Document excerpt START
A major reason the American economy has prospered is that traditionally it has been easy to start a new business, and new businesses account for much of the innovation and job growth in the American economy. Inventors, from Thomas Edison (who started GE, among other companies) to the modern-day whizzes behind Apple, Google and all the rest, have relied on their ability to get “angel” investors to begin their companies. An angel investor is one who is willing to invest in a new and untried business with the hope of a very large return.
It is well known that there is a very high rate of failure among new businesses. For instance, more than 90 percent of all new restaurants fail within three years — but many of the ones that don’t fail become very profitable. For every new Apple, there are hundreds of failures. In the name of “investor protection,” the Securities and Exchange Commission (SEC) makes it almost mandatory that entrepreneurs approach only “accredited investors” when seeking investment capital. Currently, an accredited investor is a person who has a net worth of $1 million or an income of $200,000 per year. The SEC will argue that such a rule protects “widows and orphans” from unscrupulous promoters. This is the same SEC that failed to see the Madoff Ponzi scheme when it was dumped in its lap.
In fact, the rule makes little sense and strongly discriminates against knowledgeable people who are not yet wealthy but are quite capable of making good investment decisions while doing nothing to protect the medical doctor or professional basketball player who easily might meet the definition of an accredited investor but knows little about the risks of new ventures. Under the current rule, a young finance professor at a good university business school who makes $120,000 a year and has a net worth of just $500,000 would not be considered competent to invest in a promising new high-tech start-up, while a successful country-and-Western singer with an eighth-grade education and no experience in or knowledge of business or finance would be considered competent. The proposed rule in the financial reform bill will make this absurdity and loss of financial freedom far worse.
Document excerpt END
Provided material START
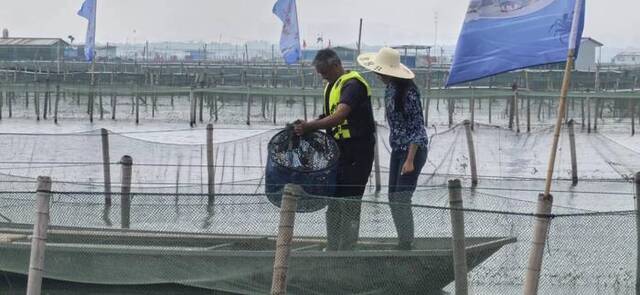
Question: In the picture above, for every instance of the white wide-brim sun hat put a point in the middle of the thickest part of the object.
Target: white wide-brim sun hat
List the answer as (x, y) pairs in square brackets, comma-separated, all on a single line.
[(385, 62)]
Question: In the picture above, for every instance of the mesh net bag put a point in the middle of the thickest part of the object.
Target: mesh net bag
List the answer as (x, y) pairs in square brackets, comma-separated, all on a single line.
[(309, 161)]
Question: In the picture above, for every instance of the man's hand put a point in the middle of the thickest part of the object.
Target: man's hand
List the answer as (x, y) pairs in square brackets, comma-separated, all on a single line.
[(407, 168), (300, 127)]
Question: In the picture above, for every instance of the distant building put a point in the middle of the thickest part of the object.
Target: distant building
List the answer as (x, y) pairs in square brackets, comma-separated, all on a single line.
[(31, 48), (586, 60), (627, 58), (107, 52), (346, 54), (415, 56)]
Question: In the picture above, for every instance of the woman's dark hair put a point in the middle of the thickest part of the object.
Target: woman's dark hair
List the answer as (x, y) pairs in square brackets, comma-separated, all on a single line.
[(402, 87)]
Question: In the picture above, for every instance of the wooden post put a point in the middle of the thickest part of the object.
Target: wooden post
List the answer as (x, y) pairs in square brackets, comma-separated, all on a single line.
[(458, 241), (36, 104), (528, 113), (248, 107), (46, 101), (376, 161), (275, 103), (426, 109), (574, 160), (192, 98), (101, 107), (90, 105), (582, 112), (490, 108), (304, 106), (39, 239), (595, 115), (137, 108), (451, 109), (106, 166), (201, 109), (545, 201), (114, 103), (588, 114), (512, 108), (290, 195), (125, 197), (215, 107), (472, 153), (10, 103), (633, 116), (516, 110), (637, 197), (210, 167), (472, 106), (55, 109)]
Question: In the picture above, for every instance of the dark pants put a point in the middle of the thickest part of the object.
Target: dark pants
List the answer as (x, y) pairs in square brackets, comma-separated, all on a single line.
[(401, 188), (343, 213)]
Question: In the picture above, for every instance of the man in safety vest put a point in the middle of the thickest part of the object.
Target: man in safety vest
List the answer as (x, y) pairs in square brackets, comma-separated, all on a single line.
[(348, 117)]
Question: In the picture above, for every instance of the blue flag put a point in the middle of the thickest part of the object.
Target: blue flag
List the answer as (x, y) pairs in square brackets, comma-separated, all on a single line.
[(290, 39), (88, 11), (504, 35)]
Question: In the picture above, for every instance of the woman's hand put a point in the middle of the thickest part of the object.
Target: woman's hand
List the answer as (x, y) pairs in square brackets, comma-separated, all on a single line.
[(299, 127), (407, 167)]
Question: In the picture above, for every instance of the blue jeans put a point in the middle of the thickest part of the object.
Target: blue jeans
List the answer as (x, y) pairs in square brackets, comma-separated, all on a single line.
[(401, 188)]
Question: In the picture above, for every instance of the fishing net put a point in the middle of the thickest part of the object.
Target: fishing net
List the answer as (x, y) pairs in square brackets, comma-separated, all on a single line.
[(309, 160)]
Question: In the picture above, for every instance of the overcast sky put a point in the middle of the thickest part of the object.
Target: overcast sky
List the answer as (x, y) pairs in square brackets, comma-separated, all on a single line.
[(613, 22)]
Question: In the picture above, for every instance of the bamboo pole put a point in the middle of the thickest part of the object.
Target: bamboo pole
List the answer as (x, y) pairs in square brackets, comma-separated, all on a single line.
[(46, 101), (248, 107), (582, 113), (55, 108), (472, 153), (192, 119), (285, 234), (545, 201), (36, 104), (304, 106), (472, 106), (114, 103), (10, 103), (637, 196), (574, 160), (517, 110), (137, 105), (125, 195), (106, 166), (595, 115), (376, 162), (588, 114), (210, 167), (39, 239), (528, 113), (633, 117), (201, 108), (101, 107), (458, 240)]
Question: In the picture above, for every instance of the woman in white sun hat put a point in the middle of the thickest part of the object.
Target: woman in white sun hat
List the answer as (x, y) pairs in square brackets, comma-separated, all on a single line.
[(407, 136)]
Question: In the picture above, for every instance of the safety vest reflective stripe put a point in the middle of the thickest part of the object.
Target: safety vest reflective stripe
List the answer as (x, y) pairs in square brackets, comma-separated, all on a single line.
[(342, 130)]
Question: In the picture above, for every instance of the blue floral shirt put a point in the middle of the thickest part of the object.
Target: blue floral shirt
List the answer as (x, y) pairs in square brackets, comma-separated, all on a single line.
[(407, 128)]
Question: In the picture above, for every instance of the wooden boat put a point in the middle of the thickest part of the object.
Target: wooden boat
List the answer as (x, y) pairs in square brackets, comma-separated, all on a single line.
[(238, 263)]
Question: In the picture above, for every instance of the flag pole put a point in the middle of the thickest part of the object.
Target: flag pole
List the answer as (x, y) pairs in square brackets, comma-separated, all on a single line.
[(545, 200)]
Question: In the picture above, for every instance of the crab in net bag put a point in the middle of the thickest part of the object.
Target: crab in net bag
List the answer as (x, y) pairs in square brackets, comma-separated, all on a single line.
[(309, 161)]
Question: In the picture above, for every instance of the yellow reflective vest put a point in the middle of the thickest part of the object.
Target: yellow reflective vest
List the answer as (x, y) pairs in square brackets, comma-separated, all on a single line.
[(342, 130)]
Provided material END
◆ Exercise description ◆
Reproduce the whole text on the SEC's accredited investor rule word for word. The rows were taken from a separate source.

◆ Reply ◆
A major reason the American economy has prospered is that traditionally it has been easy to start a new business, and new businesses account for much of the innovation and job growth in the American economy. Inventors, from Thomas Edison (who started GE, among other companies) to the modern-day whizzes behind Apple, Google and all the rest, have relied on their ability to get “angel” investors to begin their companies. An angel investor is one who is willing to invest in a new and untried business with the hope of a very large return.
It is well known that there is a very high rate of failure among new businesses. For instance, more than 90 percent of all new restaurants fail within three years — but many of the ones that don’t fail become very profitable. For every new Apple, there are hundreds of failures. In the name of “investor protection,” the Securities and Exchange Commission (SEC) makes it almost mandatory that entrepreneurs approach only “accredited investors” when seeking investment capital. Currently, an accredited investor is a person who has a net worth of $1 million or an income of $200,000 per year. The SEC will argue that such a rule protects “widows and orphans” from unscrupulous promoters. This is the same SEC that failed to see the Madoff Ponzi scheme when it was dumped in its lap.
In fact, the rule makes little sense and strongly discriminates against knowledgeable people who are not yet wealthy but are quite capable of making good investment decisions while doing nothing to protect the medical doctor or professional basketball player who easily might meet the definition of an accredited investor but knows little about the risks of new ventures. Under the current rule, a young finance professor at a good university business school who makes $120,000 a year and has a net worth of just $500,000 would not be considered competent to invest in a promising new high-tech start-up, while a successful country-and-Western singer with an eighth-grade education and no experience in or knowledge of business or finance would be considered competent. The proposed rule in the financial reform bill will make this absurdity and loss of financial freedom far worse.